Extract every line of the records below and reproduce each one word for word, keeping the original order.

** begin **

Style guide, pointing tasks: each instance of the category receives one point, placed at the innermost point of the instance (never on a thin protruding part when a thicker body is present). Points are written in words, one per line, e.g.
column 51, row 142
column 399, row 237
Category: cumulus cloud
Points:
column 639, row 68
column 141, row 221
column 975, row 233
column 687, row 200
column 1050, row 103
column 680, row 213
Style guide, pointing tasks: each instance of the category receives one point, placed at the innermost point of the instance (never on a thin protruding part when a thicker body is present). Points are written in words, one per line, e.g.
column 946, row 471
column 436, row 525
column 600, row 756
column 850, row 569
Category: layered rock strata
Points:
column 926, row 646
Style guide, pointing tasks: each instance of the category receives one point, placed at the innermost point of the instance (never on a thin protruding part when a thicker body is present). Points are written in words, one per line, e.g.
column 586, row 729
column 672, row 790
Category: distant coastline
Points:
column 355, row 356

** end **

◆ **The response**:
Style guide, pointing tasks: each instance of the category receives one point, placed at the innermost point of the instance (never on a thin protruding part when a thicker body is present). Points are written in words, one per line, e.g.
column 51, row 142
column 399, row 237
Category: cumulus cloud
Points:
column 639, row 68
column 141, row 221
column 975, row 233
column 687, row 200
column 1050, row 103
column 680, row 213
Style guide, pointing tasks: each instance of the category receives one point, placed at the innermost point of the instance (never on a thin protruding part when a thicker body is present). Points are written in words, one per line, e.g.
column 946, row 471
column 436, row 525
column 600, row 756
column 850, row 569
Category: layered rock strata
Points:
column 926, row 646
Style guide, pointing tasks: each instance of the category receives one point, placed at the innermost point of the instance (never on a thin protruding part when a thicker body is present). Points are written in words, one per line, e.g.
column 586, row 729
column 672, row 790
Category: distant coastline
Points:
column 355, row 356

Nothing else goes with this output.